— WHAT YOU WILL DO —
Transcribe each line below verbatim; pictures excluded.

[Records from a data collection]
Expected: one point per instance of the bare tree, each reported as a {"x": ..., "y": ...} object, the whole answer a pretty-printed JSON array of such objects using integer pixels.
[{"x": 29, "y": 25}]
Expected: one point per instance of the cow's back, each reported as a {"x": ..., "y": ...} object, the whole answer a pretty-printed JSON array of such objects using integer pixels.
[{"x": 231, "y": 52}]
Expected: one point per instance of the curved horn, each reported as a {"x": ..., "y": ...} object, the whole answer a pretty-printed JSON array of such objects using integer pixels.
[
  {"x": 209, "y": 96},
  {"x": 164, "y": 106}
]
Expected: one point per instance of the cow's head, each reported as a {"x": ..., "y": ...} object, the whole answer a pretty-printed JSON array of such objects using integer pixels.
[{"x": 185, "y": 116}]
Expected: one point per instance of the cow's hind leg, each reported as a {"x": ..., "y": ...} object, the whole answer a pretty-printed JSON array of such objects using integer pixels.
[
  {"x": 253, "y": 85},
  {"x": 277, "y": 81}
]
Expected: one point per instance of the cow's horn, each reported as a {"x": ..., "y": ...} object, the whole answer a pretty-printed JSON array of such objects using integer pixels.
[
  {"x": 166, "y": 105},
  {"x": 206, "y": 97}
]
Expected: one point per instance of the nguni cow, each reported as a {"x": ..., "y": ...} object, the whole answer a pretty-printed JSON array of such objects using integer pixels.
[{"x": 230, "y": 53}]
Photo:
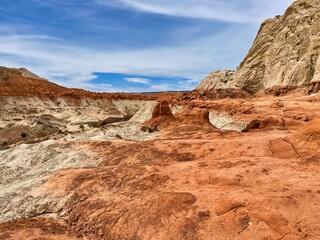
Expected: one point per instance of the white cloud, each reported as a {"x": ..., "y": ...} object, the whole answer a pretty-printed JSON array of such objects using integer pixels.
[
  {"x": 231, "y": 10},
  {"x": 73, "y": 66},
  {"x": 138, "y": 80}
]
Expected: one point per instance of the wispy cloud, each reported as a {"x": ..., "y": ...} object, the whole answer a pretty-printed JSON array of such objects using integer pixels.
[
  {"x": 71, "y": 65},
  {"x": 231, "y": 11},
  {"x": 138, "y": 80}
]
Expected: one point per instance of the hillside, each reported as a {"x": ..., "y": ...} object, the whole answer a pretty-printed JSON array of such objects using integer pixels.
[{"x": 285, "y": 54}]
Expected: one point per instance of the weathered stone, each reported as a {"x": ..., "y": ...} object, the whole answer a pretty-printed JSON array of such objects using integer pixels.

— ANSWER TO THE EXERCISE —
Expected: one point per instance of the bare tree, each reported as a {"x": ..., "y": ...} object, the whole answer a pretty-printed JSON array of such objects using integer pixels.
[{"x": 29, "y": 25}]
Expected: one point per instance of the cow's back, each reported as a {"x": ..., "y": ...} object, the whole answer a pretty-printed JSON array of such objects using integer pixels.
[{"x": 231, "y": 52}]
Expected: one point per instance of the curved horn, each reported as a {"x": ..., "y": ...} object, the whole answer a pretty-printed JSON array of such objects using integer pixels.
[
  {"x": 209, "y": 96},
  {"x": 164, "y": 106}
]
Expected: one point per instance of the cow's head, each reported as a {"x": ..., "y": ...} object, the whole answer a pretty-printed JSON array of such objects using integer pixels.
[{"x": 185, "y": 116}]
Expected: one point per instance of the cow's hind leg, each reported as a {"x": ..., "y": ...} object, the whole answer a pretty-printed JSON array of such objects using integer pixels.
[
  {"x": 253, "y": 85},
  {"x": 277, "y": 81}
]
Expected: one point per instance of the cow's horn, each reported as a {"x": ..., "y": ...} object, the whole answer a pretty-printed JSON array of such objects using integer pixels.
[
  {"x": 166, "y": 105},
  {"x": 206, "y": 97}
]
Expected: one point per instance of the nguni cow, each reported as a {"x": ..., "y": ...} object, the whole answer a pretty-printed JSON array of such objects using integer pixels.
[{"x": 230, "y": 53}]
Photo:
Expected: one point per instance of the white cloud, each reported as a {"x": ..., "y": ...} object, the whole answer a pretty-printed JSON array of such objects using integer pixels.
[
  {"x": 231, "y": 10},
  {"x": 73, "y": 66},
  {"x": 138, "y": 80}
]
Expected: one point per instance of the wispy cloud, each reported as a {"x": ..., "y": ...} object, the whole answer a pretty-printed JSON array of such objects using integer pixels.
[
  {"x": 71, "y": 65},
  {"x": 231, "y": 11},
  {"x": 138, "y": 80}
]
Expected: one point per instance of the hillside, each reported as a {"x": ..., "y": ...} object, the whole answer a pretty-printed JSON array of such objects using integer pixels.
[{"x": 285, "y": 54}]
Expected: one point per instance of the weathered stone, each reported as a {"x": ..., "y": ...} object, the whole answer a pretty-printed JSON array of such objects using integer pixels.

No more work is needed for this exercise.